[Text section]
_ _ _ _

By the time of the trial, the doctor had moved out of the state. He was returned to testify under a subpoena issued under 13 V.S.A. § 6646, which held him in Vermont only one day. The defendant claims error in certain exclusionary rulings with respect to the doctor's testimony that, in part, derived from his limited availability. The doctor had been deposed before trial at his new residence. After he left following expiration of the subpoena, this deposition was offered in lieu of his further testimony. It was excluded, however, and this ruling is put forward as error.

The evidentiary issue involved arose as a consequence of the defendant's attorney's cross-examination of the complaining witness. He inquired of her as to whether she had talked to the doctor, which she conceded, but he did not inquire about any specific statements she might have made. Thereafter, with the doctor on the stand, defense counsel sought to have the doctor testify to statements made to him by the complaining witness, asserted to be inconsistent with her testimony, as a means of impeaching her credibility. In so doing, he ran afoul of the rule requiring that inconsistent statements sought to be used for impeachment must first be brought to the attention of the witness and an opportunity provided for explanation or denial. The trial court invoked the rule, as our law provides, and excluded the doctor's testimony as to statements made to him by the victim. This action is sustained. State v. Dragon, 128 Vt. 568, 570, 268 A.2d 913, 914 (1970).

Rather than suspending with the doctor and recalling the complaining witness, the examination of the doctor was continued on other matters, and he left the jurisdiction the following day. The victim was then recalled for further cross-examination to establish the missing foundation, and the doctor's deposition was offered in place of his testimony on the ground that he was then an absent witness under V.R.Cr.P. 15(g). The trial court sustained the State's objection to this procedure as well. The ruling is affirmed.

_ _ _ _

Pointing dataset excerpts:
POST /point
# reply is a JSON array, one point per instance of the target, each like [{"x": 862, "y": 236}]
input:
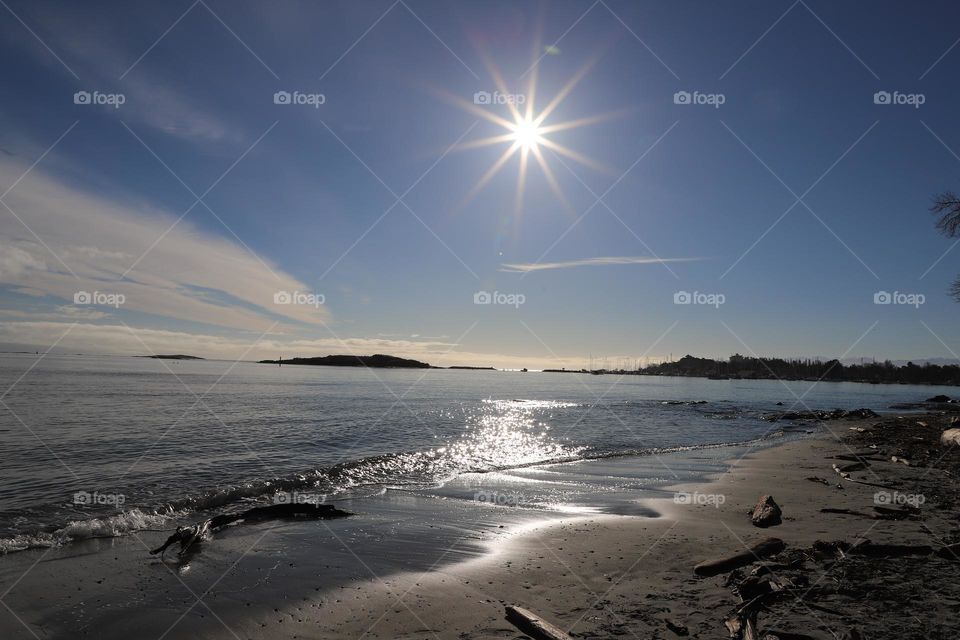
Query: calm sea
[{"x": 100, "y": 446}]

_ _ _ _

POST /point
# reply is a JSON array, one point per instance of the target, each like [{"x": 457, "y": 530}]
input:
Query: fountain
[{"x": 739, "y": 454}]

_ _ _ _

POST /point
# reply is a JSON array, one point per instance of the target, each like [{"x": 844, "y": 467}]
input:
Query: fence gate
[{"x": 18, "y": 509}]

_ _ _ _

[Written instruction 1] Please pick out every line of the records that contains the string "reply", and copy each of those lines.
[Written instruction 2] Extend the court opinion excerpt about the doctor's excluded testimony, starting right after its final sentence.
The court opinion excerpt and the records have no connection to each other.

[Task output 1]
# reply is a JSON array, one point per instance of the target, each like [{"x": 862, "y": 236}]
# reply is a JSON array, one point per instance of the target, each like [{"x": 457, "y": 530}]
# reply is a JSON array, one point per instance of the target, each like [{"x": 844, "y": 467}]

[Task output 2]
The purpose of bringing in the doctor's testimony was not for the information it contained, but to affect the credit to be given the complaining witness. Since that was the objective, the evidence is subject to the instruction that it cannot be taken by the jury, in a situation such as this, as evidence of the true facts, but only to show that the witness has not always given the same version of the event. Where the inconsistent statement is available only for impeachment and is not relevant on the factual issues, the limitation of laying a preliminary foundation by calling the statement to the attention of the testifier is not taken to be burdensome. This is especially true where, as here, the examiner had the witness on the stand and later available for recall, was fully aware not only of the inconsistent statement but of his own intention to bring it forth from a witness then available for a limited time, and had full opportunity to comply with the requirement. Under these circumstances, it cannot be said that the doctor was unavailable under Rule 15(g). The court was entirely within the bounds of its discretion in refusing to admit the statement when tendered without compliance. All of the speculative alternatives and applications for relief from the rule are undercut by the plain fact that there was no adequate justification for failing to lay the necessary foundation. That receiving it thereafter under the purported authority of V.R.Cr.P. 15(g) would amount to no more than a mere evasion of the evidentiary requirement needs no further comment.

The defendant next argues that the trial court so significantly limited cross-examination of the complaining witness that it deprived the defendant of his right to a full and fair trial. The law is very clear that limitation of the defense's cross-examination of witnesses against it requires adequate legal justification. State v. Morrill, 127 Vt. 506, 513, 253 A.2d 142, 147 (1969). The extent of cross-examination is largely within the discretion of the trial judge, however, unless abuse of discretion is shown. Id.

The issues before us on this question in this case show something quite different than the contention advanced. The court below expressly disclaimed any intention of limiting the questioning of the complaining witness by the defense. No objection persisted for review involving an excluded answer or barred question of this witness by the defense. There is no challenged ruling to which this claim of error can be ascribed.

When the discussion of limited cross-examination came up and was disavowed by the trial court, another matter was, at the time, of central concern. The complaining...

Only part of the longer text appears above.